WORK ORDER
Continue the seminar announcement on coral reef science and radiation in the Anthropocene, picking up after its last sentence.

Self-Portraits of Coral: Visual Archives and Radiation Ecologies in the Anthropocene


Date & time
Friday, February 27, 2026
10 a.m. – 12 p.m.
Speaker(s)

Dr. Yuriko Furuhata (McGill University)

Cost

This event is free.

Where

Pavillon J.‐W.‐McConnell
1400 De Maisonneuve Blvd. W.
Room History Department Seminar: LB 1014

Accessible location

Yes - See details

Abstract: How might we approach the question of the “human” in the naming of the Anthropocene from the perspective of nonhuman labour? Media histories of coral reef science and resource extraction in the Pacific are intimately connected to the territorial expansionism of the Japanese and U.S. empires. In the 1930s, Japanese marine biologists began studying the living habitats of coral reefs at the Palao Tropical Biological Station on the island of Koror in today’s Republic of Palau, which was then occupied and governed by the Japanese Empire. Their research on the symbiotic relationship between coral polyps and algae laid one of the foundations for the American science of nuclear ecology that developed out of the study of the irradiated atolls of the Marshall Islands, which the United States infamously used as a site of nuclear weapons testing in the 1950s. Focusing on the technology of radioautography that American scientists used to visualize radiation, I connect this transpacific history of nuclear waste to the colonial histories of coral reef science and guano mining. In doing so, I examine how this extractive process of image-making mediated by irradiated coral specimens invites us to reflect on the ethical and theoretical limits of nonhuman labour. Thinking about the work of nonhuman agents, such as coral, in the scientific knowledge production allows us to critically reflect on what I call the underside of the Anthropocene.

STUDY MATERIAL
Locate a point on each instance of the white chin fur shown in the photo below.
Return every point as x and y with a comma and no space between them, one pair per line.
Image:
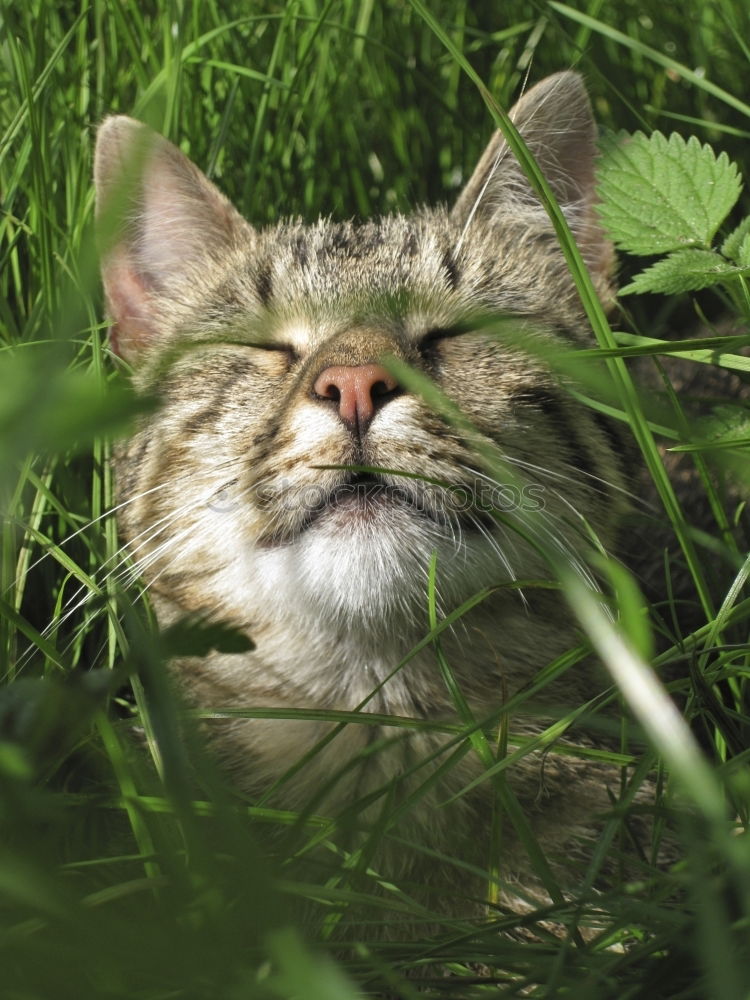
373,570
--
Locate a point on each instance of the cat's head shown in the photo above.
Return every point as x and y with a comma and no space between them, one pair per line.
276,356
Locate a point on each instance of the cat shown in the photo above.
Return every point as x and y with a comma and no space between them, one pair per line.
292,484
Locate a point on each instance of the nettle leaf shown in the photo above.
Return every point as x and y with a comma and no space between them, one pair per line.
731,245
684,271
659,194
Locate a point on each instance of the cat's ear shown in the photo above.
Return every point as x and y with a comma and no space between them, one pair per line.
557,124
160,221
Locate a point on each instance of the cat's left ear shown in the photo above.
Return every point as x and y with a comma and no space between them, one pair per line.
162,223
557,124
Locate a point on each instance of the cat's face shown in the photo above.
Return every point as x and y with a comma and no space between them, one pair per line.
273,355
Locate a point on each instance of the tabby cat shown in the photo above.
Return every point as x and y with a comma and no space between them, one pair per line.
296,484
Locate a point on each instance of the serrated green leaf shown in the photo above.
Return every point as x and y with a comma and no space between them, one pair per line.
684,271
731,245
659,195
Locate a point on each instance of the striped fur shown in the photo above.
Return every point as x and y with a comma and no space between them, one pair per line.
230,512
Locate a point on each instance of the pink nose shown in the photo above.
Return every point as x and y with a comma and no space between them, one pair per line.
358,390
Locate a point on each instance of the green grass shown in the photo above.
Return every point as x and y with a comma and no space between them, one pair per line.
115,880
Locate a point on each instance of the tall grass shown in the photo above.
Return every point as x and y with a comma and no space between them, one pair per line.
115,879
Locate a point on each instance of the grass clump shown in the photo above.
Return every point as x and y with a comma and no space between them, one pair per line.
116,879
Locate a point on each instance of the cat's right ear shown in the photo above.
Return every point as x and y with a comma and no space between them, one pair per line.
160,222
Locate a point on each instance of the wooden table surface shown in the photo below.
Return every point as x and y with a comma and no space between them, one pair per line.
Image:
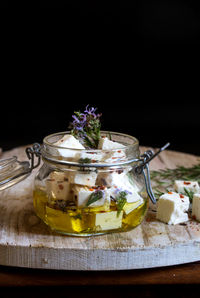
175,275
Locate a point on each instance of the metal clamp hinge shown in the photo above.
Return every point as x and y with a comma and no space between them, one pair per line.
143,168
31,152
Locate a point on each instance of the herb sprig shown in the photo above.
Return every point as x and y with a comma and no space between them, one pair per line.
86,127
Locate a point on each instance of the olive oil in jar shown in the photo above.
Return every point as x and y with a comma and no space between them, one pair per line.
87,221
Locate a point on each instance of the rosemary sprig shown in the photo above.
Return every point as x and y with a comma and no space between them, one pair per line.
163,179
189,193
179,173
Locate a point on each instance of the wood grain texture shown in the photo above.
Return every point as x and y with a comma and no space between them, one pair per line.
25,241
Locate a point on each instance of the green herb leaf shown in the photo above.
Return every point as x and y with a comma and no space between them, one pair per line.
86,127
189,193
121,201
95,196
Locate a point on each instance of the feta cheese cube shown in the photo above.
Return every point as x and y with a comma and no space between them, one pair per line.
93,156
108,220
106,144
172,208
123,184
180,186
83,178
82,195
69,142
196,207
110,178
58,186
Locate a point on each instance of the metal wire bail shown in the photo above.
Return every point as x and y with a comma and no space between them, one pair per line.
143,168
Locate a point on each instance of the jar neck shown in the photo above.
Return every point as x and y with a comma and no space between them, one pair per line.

FINAL ANSWER
Bio: Yuriko Furuhata is a Professor and a former William Dawson Scholar of Cinema and Media History (2015-2025) in the Department of East Asian Studies, and an associate member of the Department of Art History and Communication Studies at McGill University. Her first book, Cinema of Actuality: Japanese Avant-Garde Filmmaking in the Season of Image Politics (Duke University Press, 2013), won the Best First Book Award from the Society of Cinema and Media Studies. Her second book, Climatic Media: Transpacific Experiments in Atmospheric Control (Duke University Press, 2022), explores the geopolitical conditions underpinning environmental art, weather control, digital computing, and cybernetic architecture in Japan and the United States. She is currently completing a new book, titled Archipelagic Archives of the Anthropocene: Visual Grammars of Deep Time (forthcoming from Duke University Press), which examines sets of scientific atlases, photographs, and films of fossils, clouds, snow crystals, and corals in relation to the settler colonial histories of geosciences in Japan, the Pacific, and North America.